» Problems:
1) Rewrite the DAOS passage, everything from "If your application" down to "mpiexec or mpirun.", swapping "application" for "program".
2) Check each statement against the DAOS passage and answer yes or no, quoting the words that decide it: (a) The LD_PRELOAD definition should be added with the export builtin command. (b) The application has to be started with some launcher other than mpiexec or mpirun. (c) The log file contains three additional modules.

» Source passage:
··········
If your application uses gpu_tile_compact.sh and you experience a hang or error as described in the 'Known issues and workarounds' section below, you should add the entire LD_PRELOAD definition to your personal copy of the Bash script. Do this by using the export builtin command. See here for an example:

/soft/daos/tools/scripts/gpu_tile_compact_LD_PRELOAD_with_darshan.sh

Run your application normally as you would do with mpiexec or mpirun.

This generates a binary log file which has two additional modules: DFS for the DAOS file system API layer, and DAOS for the underlying object store.
··········
» Collected data:
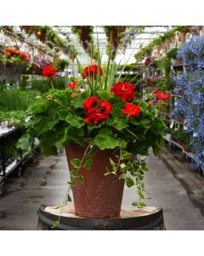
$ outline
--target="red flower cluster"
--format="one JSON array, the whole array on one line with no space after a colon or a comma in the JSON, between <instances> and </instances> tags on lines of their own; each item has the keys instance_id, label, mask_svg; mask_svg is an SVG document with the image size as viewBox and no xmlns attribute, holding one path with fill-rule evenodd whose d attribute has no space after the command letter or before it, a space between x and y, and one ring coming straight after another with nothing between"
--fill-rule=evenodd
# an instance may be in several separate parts
<instances>
[{"instance_id":1,"label":"red flower cluster","mask_svg":"<svg viewBox=\"0 0 204 256\"><path fill-rule=\"evenodd\" d=\"M122 113L128 115L128 119L133 119L135 116L139 116L139 105L133 103L126 103Z\"/></svg>"},{"instance_id":2,"label":"red flower cluster","mask_svg":"<svg viewBox=\"0 0 204 256\"><path fill-rule=\"evenodd\" d=\"M74 81L72 84L68 84L67 87L68 87L69 89L75 89L76 84L76 82Z\"/></svg>"},{"instance_id":3,"label":"red flower cluster","mask_svg":"<svg viewBox=\"0 0 204 256\"><path fill-rule=\"evenodd\" d=\"M97 96L88 98L83 103L83 109L87 118L86 123L97 124L99 121L106 120L112 109L112 105L108 101L101 102Z\"/></svg>"},{"instance_id":4,"label":"red flower cluster","mask_svg":"<svg viewBox=\"0 0 204 256\"><path fill-rule=\"evenodd\" d=\"M103 75L102 68L99 67L97 65L91 65L84 68L82 75L83 79L85 79L87 77L89 77L91 79L95 79L98 73L99 73L100 76L102 76Z\"/></svg>"},{"instance_id":5,"label":"red flower cluster","mask_svg":"<svg viewBox=\"0 0 204 256\"><path fill-rule=\"evenodd\" d=\"M55 77L56 74L56 69L53 68L50 66L45 66L45 67L42 70L42 75L46 78L51 79Z\"/></svg>"},{"instance_id":6,"label":"red flower cluster","mask_svg":"<svg viewBox=\"0 0 204 256\"><path fill-rule=\"evenodd\" d=\"M167 100L170 98L170 94L168 92L162 93L162 91L159 91L157 89L154 90L153 93L156 94L156 98L158 100Z\"/></svg>"},{"instance_id":7,"label":"red flower cluster","mask_svg":"<svg viewBox=\"0 0 204 256\"><path fill-rule=\"evenodd\" d=\"M27 54L14 48L6 48L3 49L3 53L6 54L7 55L18 55L26 63L30 59Z\"/></svg>"},{"instance_id":8,"label":"red flower cluster","mask_svg":"<svg viewBox=\"0 0 204 256\"><path fill-rule=\"evenodd\" d=\"M116 83L110 90L111 92L122 101L132 100L135 96L133 90L134 86L129 84L128 82Z\"/></svg>"}]
</instances>

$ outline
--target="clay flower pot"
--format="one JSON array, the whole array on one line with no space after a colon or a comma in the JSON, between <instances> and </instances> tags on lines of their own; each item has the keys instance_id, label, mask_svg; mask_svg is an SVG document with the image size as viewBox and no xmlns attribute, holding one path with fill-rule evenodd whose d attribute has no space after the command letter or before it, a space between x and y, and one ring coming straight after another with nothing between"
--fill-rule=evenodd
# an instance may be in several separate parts
<instances>
[{"instance_id":1,"label":"clay flower pot","mask_svg":"<svg viewBox=\"0 0 204 256\"><path fill-rule=\"evenodd\" d=\"M65 147L65 153L70 171L71 160L82 159L85 148L70 144ZM98 150L89 170L81 168L79 174L84 177L84 184L73 178L75 187L72 189L75 212L82 217L105 218L120 215L124 180L117 177L105 176L106 167L111 170L110 157L114 160L113 150Z\"/></svg>"}]
</instances>

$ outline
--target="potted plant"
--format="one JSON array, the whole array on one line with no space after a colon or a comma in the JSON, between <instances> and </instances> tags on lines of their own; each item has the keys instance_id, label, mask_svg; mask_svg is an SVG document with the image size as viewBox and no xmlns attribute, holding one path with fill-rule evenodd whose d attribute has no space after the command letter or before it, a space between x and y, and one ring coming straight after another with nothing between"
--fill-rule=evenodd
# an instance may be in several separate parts
<instances>
[{"instance_id":1,"label":"potted plant","mask_svg":"<svg viewBox=\"0 0 204 256\"><path fill-rule=\"evenodd\" d=\"M120 83L120 76L114 82L110 51L106 67L98 55L98 65L85 68L76 59L82 79L65 90L50 89L29 108L27 133L19 143L25 148L37 137L45 155L57 154L57 145L65 147L71 181L64 204L72 189L76 213L89 218L119 215L124 183L137 187L133 204L144 206L144 156L150 148L155 154L162 148L166 125L158 108L169 98L152 92L140 99L133 84ZM52 83L55 71L46 67L43 74Z\"/></svg>"}]
</instances>

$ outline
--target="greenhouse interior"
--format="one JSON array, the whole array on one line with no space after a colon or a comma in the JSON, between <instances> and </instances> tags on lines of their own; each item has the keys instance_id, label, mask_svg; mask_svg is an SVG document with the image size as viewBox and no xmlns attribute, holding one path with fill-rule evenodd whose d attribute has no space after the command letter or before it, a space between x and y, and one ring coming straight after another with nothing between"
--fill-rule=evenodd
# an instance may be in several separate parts
<instances>
[{"instance_id":1,"label":"greenhouse interior","mask_svg":"<svg viewBox=\"0 0 204 256\"><path fill-rule=\"evenodd\" d=\"M0 230L204 230L204 26L0 26Z\"/></svg>"}]
</instances>

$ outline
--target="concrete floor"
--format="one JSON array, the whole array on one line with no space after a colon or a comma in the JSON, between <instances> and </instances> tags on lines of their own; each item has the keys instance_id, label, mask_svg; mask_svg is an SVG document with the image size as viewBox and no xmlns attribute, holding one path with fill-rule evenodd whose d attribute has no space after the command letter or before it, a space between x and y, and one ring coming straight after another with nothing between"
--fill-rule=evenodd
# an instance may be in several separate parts
<instances>
[{"instance_id":1,"label":"concrete floor","mask_svg":"<svg viewBox=\"0 0 204 256\"><path fill-rule=\"evenodd\" d=\"M204 230L204 217L180 181L152 154L147 161L145 183L150 195L145 202L162 207L167 230ZM61 205L68 179L65 154L42 158L28 166L20 177L9 177L0 196L0 230L36 230L39 206ZM122 204L133 201L135 189L125 188Z\"/></svg>"}]
</instances>

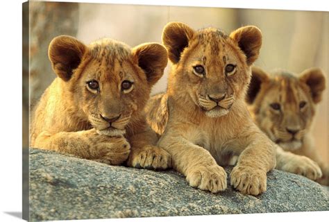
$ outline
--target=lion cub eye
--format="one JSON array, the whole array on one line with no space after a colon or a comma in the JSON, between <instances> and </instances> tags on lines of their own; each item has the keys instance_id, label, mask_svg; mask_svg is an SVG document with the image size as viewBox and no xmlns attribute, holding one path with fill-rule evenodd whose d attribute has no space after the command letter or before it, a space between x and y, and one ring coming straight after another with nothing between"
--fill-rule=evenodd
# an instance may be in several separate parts
<instances>
[{"instance_id":1,"label":"lion cub eye","mask_svg":"<svg viewBox=\"0 0 329 222\"><path fill-rule=\"evenodd\" d=\"M300 108L301 109L303 108L305 105L306 105L306 102L305 102L305 101L301 101L301 102L299 103L299 108Z\"/></svg>"},{"instance_id":2,"label":"lion cub eye","mask_svg":"<svg viewBox=\"0 0 329 222\"><path fill-rule=\"evenodd\" d=\"M281 109L281 105L278 103L271 103L269 105L275 110L280 110Z\"/></svg>"},{"instance_id":3,"label":"lion cub eye","mask_svg":"<svg viewBox=\"0 0 329 222\"><path fill-rule=\"evenodd\" d=\"M124 91L124 93L128 93L133 90L133 85L134 83L130 82L129 80L124 80L121 84L121 88Z\"/></svg>"},{"instance_id":4,"label":"lion cub eye","mask_svg":"<svg viewBox=\"0 0 329 222\"><path fill-rule=\"evenodd\" d=\"M226 76L230 76L234 74L235 73L236 67L236 65L234 65L233 64L226 65L226 66L225 67L225 74Z\"/></svg>"},{"instance_id":5,"label":"lion cub eye","mask_svg":"<svg viewBox=\"0 0 329 222\"><path fill-rule=\"evenodd\" d=\"M87 85L92 90L96 90L99 87L99 83L96 80L87 81Z\"/></svg>"},{"instance_id":6,"label":"lion cub eye","mask_svg":"<svg viewBox=\"0 0 329 222\"><path fill-rule=\"evenodd\" d=\"M203 68L203 67L201 65L194 67L193 72L199 77L203 77L205 75L205 68Z\"/></svg>"}]
</instances>

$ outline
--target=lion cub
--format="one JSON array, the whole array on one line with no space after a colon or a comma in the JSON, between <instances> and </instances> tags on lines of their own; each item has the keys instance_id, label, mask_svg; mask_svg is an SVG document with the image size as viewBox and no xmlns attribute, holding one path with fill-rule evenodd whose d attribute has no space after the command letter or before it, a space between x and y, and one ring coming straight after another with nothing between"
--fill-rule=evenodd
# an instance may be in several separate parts
<instances>
[{"instance_id":1,"label":"lion cub","mask_svg":"<svg viewBox=\"0 0 329 222\"><path fill-rule=\"evenodd\" d=\"M252 72L246 101L255 123L280 146L276 168L328 185L329 168L314 147L310 132L326 89L322 71L312 68L299 76L282 70L269 74L253 67Z\"/></svg>"},{"instance_id":2,"label":"lion cub","mask_svg":"<svg viewBox=\"0 0 329 222\"><path fill-rule=\"evenodd\" d=\"M238 155L230 184L243 194L265 191L276 145L253 123L244 103L260 31L246 26L228 36L214 28L194 31L171 22L162 42L173 63L168 89L146 108L148 122L161 135L158 146L192 187L226 189L226 173L218 164Z\"/></svg>"},{"instance_id":3,"label":"lion cub","mask_svg":"<svg viewBox=\"0 0 329 222\"><path fill-rule=\"evenodd\" d=\"M31 146L110 164L166 169L169 154L154 146L156 134L143 109L167 64L156 43L133 49L110 39L89 46L61 35L49 45L57 78L31 123ZM131 146L131 151L130 151Z\"/></svg>"}]
</instances>

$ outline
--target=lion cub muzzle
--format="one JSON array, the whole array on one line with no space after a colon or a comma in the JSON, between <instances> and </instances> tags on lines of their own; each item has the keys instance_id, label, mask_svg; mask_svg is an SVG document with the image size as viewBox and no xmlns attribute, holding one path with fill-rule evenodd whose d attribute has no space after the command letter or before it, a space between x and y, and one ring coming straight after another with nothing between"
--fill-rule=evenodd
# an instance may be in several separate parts
<instances>
[{"instance_id":1,"label":"lion cub muzzle","mask_svg":"<svg viewBox=\"0 0 329 222\"><path fill-rule=\"evenodd\" d=\"M234 102L234 95L228 96L226 93L199 96L200 108L210 117L219 117L230 111Z\"/></svg>"},{"instance_id":2,"label":"lion cub muzzle","mask_svg":"<svg viewBox=\"0 0 329 222\"><path fill-rule=\"evenodd\" d=\"M126 133L125 127L130 119L130 114L103 115L93 117L97 132L111 137L121 136Z\"/></svg>"}]
</instances>

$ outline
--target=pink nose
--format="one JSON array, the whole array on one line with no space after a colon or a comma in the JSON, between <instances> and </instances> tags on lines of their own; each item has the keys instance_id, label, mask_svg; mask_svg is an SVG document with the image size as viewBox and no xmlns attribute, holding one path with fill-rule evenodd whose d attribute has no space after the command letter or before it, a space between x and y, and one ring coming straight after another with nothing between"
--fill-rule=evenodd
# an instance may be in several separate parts
<instances>
[{"instance_id":1,"label":"pink nose","mask_svg":"<svg viewBox=\"0 0 329 222\"><path fill-rule=\"evenodd\" d=\"M290 129L290 128L286 128L286 130L287 130L287 132L288 132L289 133L292 134L292 135L294 135L295 134L296 134L297 133L299 132L299 130Z\"/></svg>"},{"instance_id":2,"label":"pink nose","mask_svg":"<svg viewBox=\"0 0 329 222\"><path fill-rule=\"evenodd\" d=\"M212 94L212 95L208 95L209 99L210 100L213 101L214 102L218 103L221 101L222 101L225 96L226 96L226 94Z\"/></svg>"},{"instance_id":3,"label":"pink nose","mask_svg":"<svg viewBox=\"0 0 329 222\"><path fill-rule=\"evenodd\" d=\"M115 121L116 121L117 120L119 119L119 118L120 118L120 115L119 116L117 116L115 117L112 117L112 118L108 118L108 117L103 117L101 114L101 117L104 119L106 121L108 122L109 123L112 123Z\"/></svg>"}]
</instances>

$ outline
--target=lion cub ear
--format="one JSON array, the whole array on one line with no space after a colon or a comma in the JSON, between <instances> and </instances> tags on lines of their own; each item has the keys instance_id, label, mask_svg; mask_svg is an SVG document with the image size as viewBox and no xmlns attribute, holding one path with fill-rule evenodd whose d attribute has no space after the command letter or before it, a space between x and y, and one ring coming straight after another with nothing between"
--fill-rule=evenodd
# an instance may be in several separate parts
<instances>
[{"instance_id":1,"label":"lion cub ear","mask_svg":"<svg viewBox=\"0 0 329 222\"><path fill-rule=\"evenodd\" d=\"M158 43L142 44L133 49L137 63L146 75L149 84L152 86L162 76L168 63L166 49Z\"/></svg>"},{"instance_id":2,"label":"lion cub ear","mask_svg":"<svg viewBox=\"0 0 329 222\"><path fill-rule=\"evenodd\" d=\"M248 65L251 65L260 54L262 46L262 33L256 26L248 26L239 28L230 34L237 42L239 47L246 56Z\"/></svg>"},{"instance_id":3,"label":"lion cub ear","mask_svg":"<svg viewBox=\"0 0 329 222\"><path fill-rule=\"evenodd\" d=\"M162 42L168 50L169 60L174 64L179 62L184 49L189 45L194 31L181 22L169 22L162 31Z\"/></svg>"},{"instance_id":4,"label":"lion cub ear","mask_svg":"<svg viewBox=\"0 0 329 222\"><path fill-rule=\"evenodd\" d=\"M251 68L251 80L248 87L246 95L246 102L253 104L257 95L260 92L262 84L269 80L269 75L260 68L253 67Z\"/></svg>"},{"instance_id":5,"label":"lion cub ear","mask_svg":"<svg viewBox=\"0 0 329 222\"><path fill-rule=\"evenodd\" d=\"M87 46L73 37L60 35L53 38L48 50L53 71L65 81L69 80L86 51Z\"/></svg>"},{"instance_id":6,"label":"lion cub ear","mask_svg":"<svg viewBox=\"0 0 329 222\"><path fill-rule=\"evenodd\" d=\"M312 99L314 103L321 101L322 92L326 89L326 78L319 68L310 68L301 74L299 80L310 88Z\"/></svg>"}]
</instances>

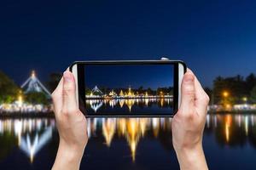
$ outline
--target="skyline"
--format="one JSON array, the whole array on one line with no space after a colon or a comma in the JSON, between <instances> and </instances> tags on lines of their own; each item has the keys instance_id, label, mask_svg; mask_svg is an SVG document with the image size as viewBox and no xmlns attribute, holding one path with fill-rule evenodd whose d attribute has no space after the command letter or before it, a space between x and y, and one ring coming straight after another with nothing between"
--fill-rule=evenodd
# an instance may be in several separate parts
<instances>
[{"instance_id":1,"label":"skyline","mask_svg":"<svg viewBox=\"0 0 256 170\"><path fill-rule=\"evenodd\" d=\"M4 2L0 70L19 85L74 60L182 60L204 87L256 73L255 2Z\"/></svg>"},{"instance_id":2,"label":"skyline","mask_svg":"<svg viewBox=\"0 0 256 170\"><path fill-rule=\"evenodd\" d=\"M160 65L87 65L84 67L84 83L89 88L143 88L173 87L173 66Z\"/></svg>"}]
</instances>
··········
» Answers to the exercises:
1)
If your program uses gpu_tile_compact.sh and you experience a hang or error as described in the 'Known issues and workarounds' section below, you should add the entire LD_PRELOAD definition to your personal copy of the Bash script. Do this by using the export builtin command. See here for an example:

/soft/daos/tools/scripts/gpu_tile_compact_LD_PRELOAD_with_darshan.sh

Run your program normally as you would do with mpiexec or mpirun.

2)
(a) Yes: "Do this by using the export builtin command."
(b) No: "Run your application normally as you would do with mpiexec or mpirun."
(c) No: "which has two additional modules"